### Written instruction
Convert the listing below into a JSON list of strings, one string per line and blank lines left out. Cover only everything from the line containing "[locate] polished concrete" down to the line containing "<point>422,431</point>", including both of those lines.

####

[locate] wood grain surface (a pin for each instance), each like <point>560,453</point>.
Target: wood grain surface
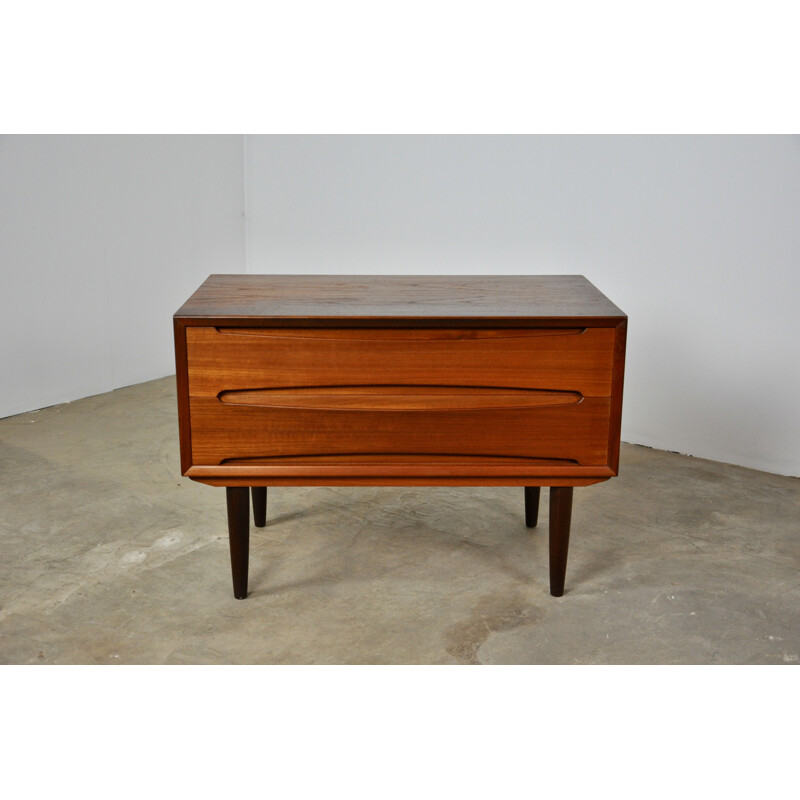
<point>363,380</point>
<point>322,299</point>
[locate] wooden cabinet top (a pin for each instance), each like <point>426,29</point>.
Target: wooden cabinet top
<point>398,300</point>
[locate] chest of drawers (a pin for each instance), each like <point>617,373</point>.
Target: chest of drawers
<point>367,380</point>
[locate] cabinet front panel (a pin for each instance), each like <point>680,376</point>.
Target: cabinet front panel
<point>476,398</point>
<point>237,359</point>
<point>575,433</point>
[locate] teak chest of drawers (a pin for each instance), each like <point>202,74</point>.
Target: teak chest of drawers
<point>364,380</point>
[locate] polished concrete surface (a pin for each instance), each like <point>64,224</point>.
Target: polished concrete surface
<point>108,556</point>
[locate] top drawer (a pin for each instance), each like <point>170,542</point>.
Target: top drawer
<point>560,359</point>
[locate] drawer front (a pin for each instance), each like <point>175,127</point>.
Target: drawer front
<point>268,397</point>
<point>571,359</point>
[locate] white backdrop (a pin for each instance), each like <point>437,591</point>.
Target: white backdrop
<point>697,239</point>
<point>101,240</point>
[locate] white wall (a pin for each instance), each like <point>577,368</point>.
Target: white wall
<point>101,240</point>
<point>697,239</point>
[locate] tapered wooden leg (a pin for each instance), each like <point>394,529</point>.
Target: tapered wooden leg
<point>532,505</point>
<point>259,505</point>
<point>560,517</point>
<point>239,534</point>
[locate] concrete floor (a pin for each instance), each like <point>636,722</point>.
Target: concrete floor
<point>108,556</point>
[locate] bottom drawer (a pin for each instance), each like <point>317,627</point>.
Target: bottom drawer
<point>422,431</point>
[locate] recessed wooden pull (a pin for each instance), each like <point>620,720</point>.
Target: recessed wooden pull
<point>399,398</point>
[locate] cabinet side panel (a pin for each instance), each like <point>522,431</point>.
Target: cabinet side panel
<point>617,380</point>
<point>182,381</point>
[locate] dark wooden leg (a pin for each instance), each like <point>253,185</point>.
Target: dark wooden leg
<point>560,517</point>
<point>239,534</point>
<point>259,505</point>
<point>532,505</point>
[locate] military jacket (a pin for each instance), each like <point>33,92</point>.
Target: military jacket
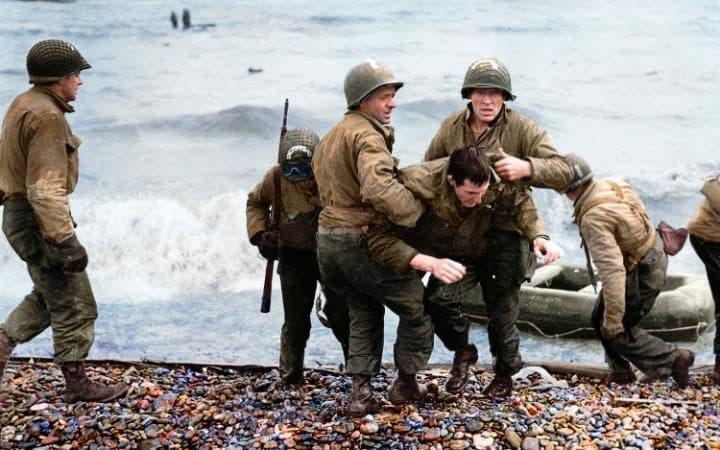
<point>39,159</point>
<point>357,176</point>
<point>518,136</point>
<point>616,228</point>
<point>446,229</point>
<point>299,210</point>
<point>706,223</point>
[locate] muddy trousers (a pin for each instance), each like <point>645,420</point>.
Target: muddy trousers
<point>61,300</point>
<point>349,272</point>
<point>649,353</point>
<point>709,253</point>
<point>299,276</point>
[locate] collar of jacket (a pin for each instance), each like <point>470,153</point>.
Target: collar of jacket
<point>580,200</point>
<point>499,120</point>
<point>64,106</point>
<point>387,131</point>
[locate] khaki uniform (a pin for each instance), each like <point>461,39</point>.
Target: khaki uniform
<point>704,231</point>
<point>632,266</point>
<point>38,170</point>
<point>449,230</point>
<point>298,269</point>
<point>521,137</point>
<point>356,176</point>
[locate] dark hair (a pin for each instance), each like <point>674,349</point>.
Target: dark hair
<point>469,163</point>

####

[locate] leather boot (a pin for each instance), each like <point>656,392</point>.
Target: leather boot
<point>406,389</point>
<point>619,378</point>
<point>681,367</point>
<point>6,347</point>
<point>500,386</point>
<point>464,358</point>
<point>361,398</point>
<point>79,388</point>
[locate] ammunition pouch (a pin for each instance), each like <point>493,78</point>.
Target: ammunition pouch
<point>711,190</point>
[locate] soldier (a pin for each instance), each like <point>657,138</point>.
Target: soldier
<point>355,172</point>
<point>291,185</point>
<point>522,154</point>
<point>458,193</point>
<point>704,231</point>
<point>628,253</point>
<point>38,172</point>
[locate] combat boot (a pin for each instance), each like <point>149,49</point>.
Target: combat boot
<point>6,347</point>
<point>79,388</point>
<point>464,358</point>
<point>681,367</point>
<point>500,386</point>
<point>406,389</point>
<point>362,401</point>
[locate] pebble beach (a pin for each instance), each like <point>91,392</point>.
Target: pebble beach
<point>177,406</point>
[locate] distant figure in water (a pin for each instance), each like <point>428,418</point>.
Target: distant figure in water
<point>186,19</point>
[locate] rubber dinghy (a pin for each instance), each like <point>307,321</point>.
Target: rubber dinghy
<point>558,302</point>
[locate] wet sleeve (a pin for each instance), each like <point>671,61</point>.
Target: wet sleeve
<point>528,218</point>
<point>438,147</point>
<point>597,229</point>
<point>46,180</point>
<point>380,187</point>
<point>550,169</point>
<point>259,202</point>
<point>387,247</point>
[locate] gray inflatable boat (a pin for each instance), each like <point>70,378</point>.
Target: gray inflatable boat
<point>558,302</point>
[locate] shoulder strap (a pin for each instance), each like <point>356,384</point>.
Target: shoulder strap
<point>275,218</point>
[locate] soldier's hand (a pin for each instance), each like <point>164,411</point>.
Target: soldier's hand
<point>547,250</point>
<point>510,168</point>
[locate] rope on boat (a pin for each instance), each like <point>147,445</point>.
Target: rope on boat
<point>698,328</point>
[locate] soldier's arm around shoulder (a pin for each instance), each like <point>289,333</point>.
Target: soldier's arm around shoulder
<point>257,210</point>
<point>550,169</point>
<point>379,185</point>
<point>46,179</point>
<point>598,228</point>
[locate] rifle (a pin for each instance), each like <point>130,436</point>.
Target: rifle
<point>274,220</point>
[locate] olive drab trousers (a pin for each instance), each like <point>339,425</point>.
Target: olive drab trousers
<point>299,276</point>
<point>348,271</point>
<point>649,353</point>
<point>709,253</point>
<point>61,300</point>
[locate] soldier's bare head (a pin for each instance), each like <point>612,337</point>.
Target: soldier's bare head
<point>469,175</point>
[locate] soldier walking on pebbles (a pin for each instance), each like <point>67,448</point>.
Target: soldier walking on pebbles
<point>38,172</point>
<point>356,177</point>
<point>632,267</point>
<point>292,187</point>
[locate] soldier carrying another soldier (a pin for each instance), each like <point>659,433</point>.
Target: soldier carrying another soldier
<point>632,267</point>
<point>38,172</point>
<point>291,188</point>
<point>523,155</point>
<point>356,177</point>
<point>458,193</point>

####

### The solution
[
  "[locate] polished concrete surface (a pin for each instance), each like <point>64,224</point>.",
  "Target: polished concrete surface",
  "<point>108,556</point>",
  "[locate] top drawer (a pin for each instance), each like <point>170,542</point>.",
  "Target: top drawer",
  "<point>560,359</point>",
  "[locate] drawer front (a pin for each instance), each like <point>175,127</point>.",
  "Target: drawer front",
  "<point>268,397</point>",
  "<point>571,359</point>",
  "[locate] white backdrop (a pin for each instance), each like <point>437,591</point>.",
  "Target: white backdrop",
  "<point>697,239</point>",
  "<point>101,240</point>",
  "[locate] white wall (a pin for each instance), each like <point>577,368</point>.",
  "Target: white wall",
  "<point>101,240</point>",
  "<point>697,239</point>",
  "[locate] tapered wooden leg (a pin for each instance), each like <point>394,529</point>.",
  "Target: tapered wooden leg",
  "<point>532,505</point>",
  "<point>259,505</point>",
  "<point>560,517</point>",
  "<point>239,534</point>",
  "[locate] concrete floor (a pin for each instance), each like <point>636,722</point>.",
  "Target: concrete floor",
  "<point>108,556</point>",
  "[locate] bottom drawer (a pin for each instance), each like <point>317,627</point>.",
  "Target: bottom drawer",
  "<point>422,431</point>"
]